▼

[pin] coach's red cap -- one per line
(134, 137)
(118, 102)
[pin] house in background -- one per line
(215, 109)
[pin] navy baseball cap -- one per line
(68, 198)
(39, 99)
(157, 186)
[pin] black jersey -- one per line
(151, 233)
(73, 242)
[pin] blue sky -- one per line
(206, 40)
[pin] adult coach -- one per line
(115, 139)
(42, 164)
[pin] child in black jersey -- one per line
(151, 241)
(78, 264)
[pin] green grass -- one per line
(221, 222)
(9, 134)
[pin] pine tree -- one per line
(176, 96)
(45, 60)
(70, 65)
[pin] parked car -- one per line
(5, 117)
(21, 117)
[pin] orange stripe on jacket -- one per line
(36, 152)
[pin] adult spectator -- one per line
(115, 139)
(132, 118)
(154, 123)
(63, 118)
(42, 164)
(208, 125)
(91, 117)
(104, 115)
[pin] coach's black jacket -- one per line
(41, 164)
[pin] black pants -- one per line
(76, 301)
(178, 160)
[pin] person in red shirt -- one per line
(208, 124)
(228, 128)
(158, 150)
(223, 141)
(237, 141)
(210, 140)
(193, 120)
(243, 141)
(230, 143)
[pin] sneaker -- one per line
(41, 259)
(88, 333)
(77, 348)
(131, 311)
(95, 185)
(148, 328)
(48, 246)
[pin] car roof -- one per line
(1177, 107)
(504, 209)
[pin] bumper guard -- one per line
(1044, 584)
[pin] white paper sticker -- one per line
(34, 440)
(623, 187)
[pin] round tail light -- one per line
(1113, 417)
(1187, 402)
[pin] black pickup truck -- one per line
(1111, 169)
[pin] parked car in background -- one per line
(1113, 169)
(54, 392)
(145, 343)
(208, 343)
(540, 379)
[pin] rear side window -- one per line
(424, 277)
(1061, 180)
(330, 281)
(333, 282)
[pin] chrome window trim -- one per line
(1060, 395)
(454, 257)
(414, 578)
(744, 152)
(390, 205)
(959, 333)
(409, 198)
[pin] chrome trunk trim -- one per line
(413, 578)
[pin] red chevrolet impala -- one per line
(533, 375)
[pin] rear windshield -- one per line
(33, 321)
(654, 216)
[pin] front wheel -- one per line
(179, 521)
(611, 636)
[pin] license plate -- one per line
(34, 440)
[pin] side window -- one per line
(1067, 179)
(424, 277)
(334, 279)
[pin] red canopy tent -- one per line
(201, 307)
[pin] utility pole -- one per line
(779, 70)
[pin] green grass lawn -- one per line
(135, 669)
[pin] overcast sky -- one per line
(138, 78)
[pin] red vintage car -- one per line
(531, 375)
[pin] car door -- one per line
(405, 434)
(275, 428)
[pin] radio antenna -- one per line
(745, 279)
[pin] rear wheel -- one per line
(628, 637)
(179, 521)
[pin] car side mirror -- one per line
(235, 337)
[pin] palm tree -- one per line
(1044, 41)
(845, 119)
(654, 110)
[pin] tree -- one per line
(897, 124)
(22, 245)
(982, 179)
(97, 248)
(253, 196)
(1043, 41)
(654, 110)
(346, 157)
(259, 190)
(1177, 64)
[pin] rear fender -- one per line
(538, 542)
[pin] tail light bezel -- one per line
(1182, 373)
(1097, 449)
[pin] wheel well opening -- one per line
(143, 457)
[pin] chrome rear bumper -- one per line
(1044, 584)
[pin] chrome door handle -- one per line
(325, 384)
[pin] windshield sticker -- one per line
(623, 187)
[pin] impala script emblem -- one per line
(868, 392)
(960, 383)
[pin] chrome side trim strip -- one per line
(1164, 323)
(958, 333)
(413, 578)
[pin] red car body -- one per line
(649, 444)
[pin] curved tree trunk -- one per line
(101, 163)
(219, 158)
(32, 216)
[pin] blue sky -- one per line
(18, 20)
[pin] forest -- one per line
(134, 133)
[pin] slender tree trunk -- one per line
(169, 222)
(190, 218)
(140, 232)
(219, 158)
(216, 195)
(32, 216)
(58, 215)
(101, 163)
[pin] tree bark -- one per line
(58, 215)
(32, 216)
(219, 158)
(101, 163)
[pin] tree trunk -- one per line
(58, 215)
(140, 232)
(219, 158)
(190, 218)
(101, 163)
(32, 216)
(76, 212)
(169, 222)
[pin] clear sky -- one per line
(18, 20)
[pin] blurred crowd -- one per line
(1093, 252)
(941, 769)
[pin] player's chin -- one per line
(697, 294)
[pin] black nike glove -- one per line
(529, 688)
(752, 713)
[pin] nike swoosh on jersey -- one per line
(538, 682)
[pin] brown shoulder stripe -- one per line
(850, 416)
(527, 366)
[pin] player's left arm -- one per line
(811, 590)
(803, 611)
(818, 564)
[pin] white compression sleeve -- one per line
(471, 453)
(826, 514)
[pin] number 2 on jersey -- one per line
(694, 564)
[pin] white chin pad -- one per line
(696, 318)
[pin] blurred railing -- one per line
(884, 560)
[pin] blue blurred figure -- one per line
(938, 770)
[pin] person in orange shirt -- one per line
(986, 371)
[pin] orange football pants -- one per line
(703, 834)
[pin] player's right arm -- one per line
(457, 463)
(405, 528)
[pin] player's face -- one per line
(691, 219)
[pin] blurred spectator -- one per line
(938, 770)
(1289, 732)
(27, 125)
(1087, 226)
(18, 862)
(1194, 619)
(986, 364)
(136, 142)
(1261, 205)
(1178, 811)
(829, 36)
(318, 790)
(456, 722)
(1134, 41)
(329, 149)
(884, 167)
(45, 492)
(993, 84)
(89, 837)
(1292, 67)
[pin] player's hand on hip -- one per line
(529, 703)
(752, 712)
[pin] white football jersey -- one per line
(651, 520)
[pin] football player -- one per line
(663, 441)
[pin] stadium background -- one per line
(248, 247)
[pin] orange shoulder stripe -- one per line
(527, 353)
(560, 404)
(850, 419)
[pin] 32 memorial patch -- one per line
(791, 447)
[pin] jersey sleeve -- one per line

▲

Recast every line of the rows above as one numbered list, skipping blank lines.

> [IN RESPONSE]
1. [pin] coach's red cap -- one per line
2. (134, 137)
3. (118, 102)
4. [pin] house in background -- one per line
5. (215, 109)
6. [pin] navy baseball cap -- one per line
7. (68, 198)
8. (39, 99)
9. (157, 186)
10. [pin] black jersey -- one per line
11. (151, 233)
12. (73, 242)
13. [pin] blue sky -- one per line
14. (206, 40)
15. [pin] adult coach -- one per line
16. (115, 139)
17. (42, 164)
18. [pin] child in black jersey -- one per line
19. (151, 241)
20. (78, 264)
21. [pin] green grass -- one per line
22. (221, 222)
23. (9, 134)
24. [pin] pine tree -- one per line
25. (176, 96)
26. (45, 60)
27. (70, 65)
28. [pin] parked car -- one per line
29. (5, 117)
30. (21, 117)
31. [pin] orange stripe on jacket -- one per line
32. (36, 152)
33. [pin] adult spectator -- one per line
34. (115, 139)
35. (132, 118)
36. (154, 123)
37. (63, 118)
38. (42, 164)
39. (208, 125)
40. (91, 117)
41. (104, 115)
42. [pin] coach's black jacket -- one per line
43. (41, 164)
44. [pin] black pants -- one per line
45. (76, 301)
46. (178, 160)
47. [pin] person in red shirt -- one per line
48. (208, 124)
49. (228, 128)
50. (158, 150)
51. (223, 141)
52. (237, 141)
53. (210, 140)
54. (193, 120)
55. (243, 141)
56. (230, 143)
57. [pin] sneaker -- one per line
58. (41, 259)
59. (88, 333)
60. (77, 348)
61. (131, 311)
62. (95, 185)
63. (148, 328)
64. (48, 246)
65. [pin] car roof -- one per line
66. (1177, 107)
67. (504, 209)
68. [pin] bumper guard -- one per line
69. (1044, 584)
70. [pin] white paper sticker -- one per line
71. (34, 440)
72. (623, 187)
73. [pin] round tail light -- one per line
74. (1113, 417)
75. (1187, 402)
76. [pin] black pickup truck -- one per line
77. (1111, 169)
78. [pin] parked car in background -- one per line
79. (1113, 169)
80. (54, 392)
81. (145, 343)
82. (208, 343)
83. (540, 379)
84. [pin] rear side window -- one per line
85. (424, 277)
86. (1061, 180)
87. (330, 281)
88. (333, 282)
89. [pin] chrome window trim -- one per line
90. (1060, 395)
91. (454, 257)
92. (414, 578)
93. (744, 152)
94. (390, 205)
95. (959, 333)
96. (409, 198)
97. [pin] chrome trunk trim -- one per line
98. (413, 578)
99. [pin] red chevrolet impala -- one per line
100. (533, 375)
101. [pin] rear windshield -- one per line
102. (33, 321)
103. (654, 216)
104. [pin] front wheel -- one per line
105. (179, 521)
106. (611, 636)
107. [pin] license plate -- one per line
108. (34, 440)
109. [pin] side window -- one per line
110. (1067, 179)
111. (424, 277)
112. (334, 279)
113. [pin] red canopy tent -- one per line
114. (201, 307)
115. [pin] utility pole -- one per line
116. (779, 70)
117. [pin] green grass lawn -- one per line
118. (135, 669)
119. [pin] overcast sky -- one per line
120. (138, 78)
121. [pin] red vintage car -- one per line
122. (531, 375)
123. [pin] car door -- one per line
124. (405, 434)
125. (275, 428)
126. [pin] radio antenna -- one per line
127. (745, 279)
128. [pin] rear wheel -- one per line
129. (628, 637)
130. (179, 521)
131. [pin] car side mirror -- one per line
132. (235, 337)
133. [pin] palm tree -- one per line
134. (1044, 41)
135. (845, 119)
136. (654, 110)
137. [pin] tree -- one per line
138. (897, 124)
139. (22, 245)
140. (982, 179)
141. (97, 248)
142. (253, 196)
143. (1043, 41)
144. (654, 110)
145. (346, 157)
146. (259, 190)
147. (1177, 64)
148. [pin] rear fender -- one per line
149. (538, 542)
150. [pin] tail light bezel -- one per line
151. (1182, 373)
152. (1097, 449)
153. [pin] wheel well opening -- one per line
154. (143, 457)
155. [pin] chrome rear bumper -- one per line
156. (1044, 584)
157. [pin] chrome door handle -- one per line
158. (325, 384)
159. [pin] windshield sticker -- one per line
160. (623, 187)
161. [pin] impala script emblem -- one per line
162. (868, 392)
163. (960, 383)
164. [pin] chrome side trim strip -- one per line
165. (1164, 323)
166. (958, 333)
167. (413, 578)
168. [pin] red car body -- one per line
169. (649, 444)
170. [pin] curved tree trunk -- one per line
171. (101, 163)
172. (219, 158)
173. (32, 216)
174. [pin] blue sky -- one per line
175. (18, 20)
176. [pin] forest -- one per line
177. (134, 133)
178. [pin] slender tree trunk -- one per line
179. (169, 222)
180. (190, 218)
181. (140, 232)
182. (219, 158)
183. (216, 195)
184. (32, 216)
185. (58, 215)
186. (101, 163)
187. [pin] tree bark -- one per line
188. (58, 215)
189. (32, 216)
190. (219, 158)
191. (101, 163)
192. [pin] tree trunk -- one per line
193. (58, 215)
194. (140, 232)
195. (219, 158)
196. (190, 218)
197. (101, 163)
198. (32, 216)
199. (76, 212)
200. (169, 222)
201. [pin] clear sky -- one per line
202. (18, 20)
203. [pin] blurred crowd -- one per line
204. (1093, 252)
205. (941, 769)
206. [pin] player's chin -- one per line
207. (697, 294)
208. [pin] black nike glove -- one per line
209. (529, 688)
210. (752, 713)
211. [pin] nike swoosh on jersey -- one per line
212. (538, 682)
213. [pin] brown shoulder stripe -- one per line
214. (850, 416)
215. (527, 366)
216. [pin] player's left arm -- one per line
217. (811, 590)
218. (803, 611)
219. (818, 564)
220. [pin] white compression sleeve -- one per line
221. (471, 453)
222. (826, 514)
223. [pin] number 2 on jersey -- one per line
224. (694, 564)
225. [pin] white chin pad -- one per line
226. (696, 318)
227. [pin] blurred railing -- one per line
228. (884, 560)
229. [pin] blue blurred figure -- one per line
230. (938, 770)
231. [pin] person in orange shirt -- one per line
232. (986, 371)
233. [pin] orange football pants -- one per line
234. (703, 834)
235. [pin] player's right arm -- one per line
236. (457, 463)
237. (405, 528)
238. [pin] player's face -- one per line
239. (691, 219)
240. [pin] blurred spectator -- one per line
241. (938, 770)
242. (1289, 732)
243. (27, 125)
244. (1087, 226)
245. (18, 862)
246. (1194, 619)
247. (986, 364)
248. (136, 142)
249. (1261, 205)
250. (1178, 811)
251. (829, 36)
252. (318, 790)
253. (456, 722)
254. (1134, 41)
255. (329, 149)
256. (884, 167)
257. (45, 492)
258. (993, 84)
259. (89, 837)
260. (1292, 67)
261. [pin] player's hand on hip -- one per line
262. (529, 703)
263. (752, 712)
264. [pin] white football jersey -- one per line
265. (651, 520)
266. [pin] football player -- one per line
267. (663, 441)
268. [pin] stadium background -- one per line
269. (248, 247)
270. [pin] orange shoulder stripe -- one per line
271. (527, 353)
272. (560, 404)
273. (850, 419)
274. [pin] 32 memorial patch -- one per line
275. (791, 447)
276. [pin] jersey sleeve -- one per line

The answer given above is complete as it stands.